Exercise objective
Filter the listing for lines containing "groove".

[Exercise material — start]

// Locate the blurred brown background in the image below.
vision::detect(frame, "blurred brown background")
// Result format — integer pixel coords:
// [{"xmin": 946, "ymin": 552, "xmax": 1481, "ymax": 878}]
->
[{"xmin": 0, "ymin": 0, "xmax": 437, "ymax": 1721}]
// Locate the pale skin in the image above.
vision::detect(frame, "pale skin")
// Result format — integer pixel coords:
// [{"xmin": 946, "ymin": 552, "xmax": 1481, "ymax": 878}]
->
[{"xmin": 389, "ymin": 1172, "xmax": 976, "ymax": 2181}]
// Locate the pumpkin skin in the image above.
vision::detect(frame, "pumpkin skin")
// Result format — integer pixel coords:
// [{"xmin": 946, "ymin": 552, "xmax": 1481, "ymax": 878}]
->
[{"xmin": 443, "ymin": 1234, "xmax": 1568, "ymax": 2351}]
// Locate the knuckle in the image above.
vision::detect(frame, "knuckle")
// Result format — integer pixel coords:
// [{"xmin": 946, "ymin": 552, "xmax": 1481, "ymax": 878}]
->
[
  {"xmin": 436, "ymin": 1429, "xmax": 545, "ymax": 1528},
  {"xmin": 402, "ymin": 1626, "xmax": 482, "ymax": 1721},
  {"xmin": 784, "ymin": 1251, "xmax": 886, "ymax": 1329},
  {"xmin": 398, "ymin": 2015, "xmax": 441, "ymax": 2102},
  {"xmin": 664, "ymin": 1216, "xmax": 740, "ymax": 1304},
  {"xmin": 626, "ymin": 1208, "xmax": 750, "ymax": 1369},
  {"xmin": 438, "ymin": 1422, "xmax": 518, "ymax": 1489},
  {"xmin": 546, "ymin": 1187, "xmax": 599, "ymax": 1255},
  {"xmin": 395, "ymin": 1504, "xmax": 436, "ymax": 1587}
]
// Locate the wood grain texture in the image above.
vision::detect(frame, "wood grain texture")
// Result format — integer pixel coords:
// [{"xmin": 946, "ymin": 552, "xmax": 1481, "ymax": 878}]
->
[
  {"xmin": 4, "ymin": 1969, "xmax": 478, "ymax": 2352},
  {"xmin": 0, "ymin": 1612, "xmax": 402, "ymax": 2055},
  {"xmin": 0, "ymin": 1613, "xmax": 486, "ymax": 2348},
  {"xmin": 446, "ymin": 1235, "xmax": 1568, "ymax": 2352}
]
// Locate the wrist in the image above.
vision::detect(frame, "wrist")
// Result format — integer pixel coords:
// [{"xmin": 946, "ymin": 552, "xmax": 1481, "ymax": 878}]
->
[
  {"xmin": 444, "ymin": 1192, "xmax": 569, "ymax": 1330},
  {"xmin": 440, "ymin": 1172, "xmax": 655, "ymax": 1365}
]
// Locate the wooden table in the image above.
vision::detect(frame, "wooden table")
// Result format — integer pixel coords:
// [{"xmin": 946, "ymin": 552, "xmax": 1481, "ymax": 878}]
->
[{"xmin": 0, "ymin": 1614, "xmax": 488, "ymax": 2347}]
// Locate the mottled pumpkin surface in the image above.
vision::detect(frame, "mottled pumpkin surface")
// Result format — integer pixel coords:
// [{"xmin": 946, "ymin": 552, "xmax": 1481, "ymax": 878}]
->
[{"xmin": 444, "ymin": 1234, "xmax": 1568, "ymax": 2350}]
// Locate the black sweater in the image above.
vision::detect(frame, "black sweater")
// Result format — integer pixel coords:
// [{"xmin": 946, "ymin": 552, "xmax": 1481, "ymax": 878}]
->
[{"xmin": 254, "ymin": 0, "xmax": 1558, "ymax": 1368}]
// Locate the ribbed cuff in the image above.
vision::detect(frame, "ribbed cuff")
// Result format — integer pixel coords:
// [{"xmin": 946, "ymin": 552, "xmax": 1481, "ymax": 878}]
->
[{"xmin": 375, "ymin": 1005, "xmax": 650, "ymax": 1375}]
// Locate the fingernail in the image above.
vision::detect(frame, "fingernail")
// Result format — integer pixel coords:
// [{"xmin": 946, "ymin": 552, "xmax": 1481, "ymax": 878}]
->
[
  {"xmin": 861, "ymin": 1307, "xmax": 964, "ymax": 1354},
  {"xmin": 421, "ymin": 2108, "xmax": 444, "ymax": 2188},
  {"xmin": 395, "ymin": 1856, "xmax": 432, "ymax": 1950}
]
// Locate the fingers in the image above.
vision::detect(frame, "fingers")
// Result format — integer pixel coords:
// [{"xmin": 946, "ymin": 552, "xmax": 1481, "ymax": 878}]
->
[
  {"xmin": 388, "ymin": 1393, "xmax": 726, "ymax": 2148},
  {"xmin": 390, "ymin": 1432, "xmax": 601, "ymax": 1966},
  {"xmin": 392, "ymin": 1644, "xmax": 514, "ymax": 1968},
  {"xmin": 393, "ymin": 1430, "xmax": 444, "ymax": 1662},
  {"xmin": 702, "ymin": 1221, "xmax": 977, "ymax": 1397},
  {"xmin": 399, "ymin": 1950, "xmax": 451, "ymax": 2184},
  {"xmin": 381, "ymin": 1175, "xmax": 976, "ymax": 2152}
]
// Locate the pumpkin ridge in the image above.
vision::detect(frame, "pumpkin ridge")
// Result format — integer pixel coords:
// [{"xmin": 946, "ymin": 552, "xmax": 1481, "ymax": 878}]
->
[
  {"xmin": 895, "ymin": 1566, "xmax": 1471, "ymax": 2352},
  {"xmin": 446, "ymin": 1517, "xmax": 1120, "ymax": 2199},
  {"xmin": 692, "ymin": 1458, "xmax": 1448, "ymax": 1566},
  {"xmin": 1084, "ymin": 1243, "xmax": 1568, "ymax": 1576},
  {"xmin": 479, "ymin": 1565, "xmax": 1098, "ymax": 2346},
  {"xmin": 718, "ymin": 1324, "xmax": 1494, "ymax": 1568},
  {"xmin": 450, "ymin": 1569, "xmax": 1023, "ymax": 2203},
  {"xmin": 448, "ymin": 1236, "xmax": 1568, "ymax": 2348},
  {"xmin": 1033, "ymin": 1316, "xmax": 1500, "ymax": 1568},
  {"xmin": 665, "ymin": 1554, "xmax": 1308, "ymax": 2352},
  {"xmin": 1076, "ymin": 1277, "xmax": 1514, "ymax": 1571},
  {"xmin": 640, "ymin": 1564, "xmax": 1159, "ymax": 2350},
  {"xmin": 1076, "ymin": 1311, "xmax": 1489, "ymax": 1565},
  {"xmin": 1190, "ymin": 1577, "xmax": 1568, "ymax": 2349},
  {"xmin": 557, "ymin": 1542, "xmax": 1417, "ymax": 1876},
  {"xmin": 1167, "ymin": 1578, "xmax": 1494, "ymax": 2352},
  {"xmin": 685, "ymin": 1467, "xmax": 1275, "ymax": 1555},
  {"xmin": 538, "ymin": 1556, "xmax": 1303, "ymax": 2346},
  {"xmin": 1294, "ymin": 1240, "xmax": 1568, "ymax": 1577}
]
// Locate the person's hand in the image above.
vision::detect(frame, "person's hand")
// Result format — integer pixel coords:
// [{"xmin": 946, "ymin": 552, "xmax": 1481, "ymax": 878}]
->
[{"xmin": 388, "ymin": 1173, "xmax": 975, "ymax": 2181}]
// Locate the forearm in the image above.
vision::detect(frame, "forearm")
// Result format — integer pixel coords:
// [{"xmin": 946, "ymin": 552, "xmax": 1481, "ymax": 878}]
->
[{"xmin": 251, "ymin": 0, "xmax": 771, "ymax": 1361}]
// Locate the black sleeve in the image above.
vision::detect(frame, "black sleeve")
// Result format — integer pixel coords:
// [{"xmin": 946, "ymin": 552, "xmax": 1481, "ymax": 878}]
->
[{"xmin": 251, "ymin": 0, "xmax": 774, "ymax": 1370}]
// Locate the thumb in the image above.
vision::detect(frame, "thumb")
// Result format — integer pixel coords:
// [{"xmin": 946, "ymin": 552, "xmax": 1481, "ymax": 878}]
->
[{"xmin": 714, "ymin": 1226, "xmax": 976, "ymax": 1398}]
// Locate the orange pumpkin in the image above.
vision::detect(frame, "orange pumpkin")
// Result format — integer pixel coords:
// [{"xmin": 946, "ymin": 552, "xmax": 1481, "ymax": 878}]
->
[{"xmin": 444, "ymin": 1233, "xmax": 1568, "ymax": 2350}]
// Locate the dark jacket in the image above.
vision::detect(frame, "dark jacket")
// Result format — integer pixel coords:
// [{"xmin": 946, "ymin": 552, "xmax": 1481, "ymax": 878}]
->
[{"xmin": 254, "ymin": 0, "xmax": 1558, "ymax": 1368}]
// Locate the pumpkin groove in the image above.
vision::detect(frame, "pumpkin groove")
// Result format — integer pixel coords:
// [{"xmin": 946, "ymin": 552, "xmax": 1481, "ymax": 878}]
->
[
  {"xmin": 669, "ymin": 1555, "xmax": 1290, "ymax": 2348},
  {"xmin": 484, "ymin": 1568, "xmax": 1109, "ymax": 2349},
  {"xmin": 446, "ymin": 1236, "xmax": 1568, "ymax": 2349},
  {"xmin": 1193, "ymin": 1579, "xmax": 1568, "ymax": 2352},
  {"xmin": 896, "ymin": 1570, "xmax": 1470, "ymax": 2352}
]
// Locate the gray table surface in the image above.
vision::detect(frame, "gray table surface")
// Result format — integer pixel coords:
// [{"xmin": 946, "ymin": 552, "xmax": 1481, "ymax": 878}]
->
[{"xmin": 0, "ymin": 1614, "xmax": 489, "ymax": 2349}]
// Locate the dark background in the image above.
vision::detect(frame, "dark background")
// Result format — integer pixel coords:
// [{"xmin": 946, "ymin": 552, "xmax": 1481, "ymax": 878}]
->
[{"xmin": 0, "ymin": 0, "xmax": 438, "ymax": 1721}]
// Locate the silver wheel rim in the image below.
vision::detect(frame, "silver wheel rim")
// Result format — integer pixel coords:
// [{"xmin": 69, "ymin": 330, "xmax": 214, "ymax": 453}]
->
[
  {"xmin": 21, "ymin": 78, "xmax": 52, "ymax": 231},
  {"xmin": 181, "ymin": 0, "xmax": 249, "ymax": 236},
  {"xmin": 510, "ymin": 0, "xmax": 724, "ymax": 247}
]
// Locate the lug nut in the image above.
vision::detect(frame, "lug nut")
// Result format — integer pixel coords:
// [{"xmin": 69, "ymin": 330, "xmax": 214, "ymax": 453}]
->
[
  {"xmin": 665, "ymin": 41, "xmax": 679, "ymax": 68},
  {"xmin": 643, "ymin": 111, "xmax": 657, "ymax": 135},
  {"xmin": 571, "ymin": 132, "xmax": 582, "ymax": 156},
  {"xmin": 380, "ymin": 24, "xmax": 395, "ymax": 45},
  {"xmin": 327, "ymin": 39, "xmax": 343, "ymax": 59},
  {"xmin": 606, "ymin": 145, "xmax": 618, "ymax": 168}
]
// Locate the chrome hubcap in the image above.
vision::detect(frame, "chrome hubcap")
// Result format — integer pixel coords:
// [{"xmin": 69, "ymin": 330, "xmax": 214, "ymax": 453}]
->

[Exercise material — finish]

Output of the exercise
// Locate the pumpkin groove in the image above.
vision::detect(frame, "pumpkin groove")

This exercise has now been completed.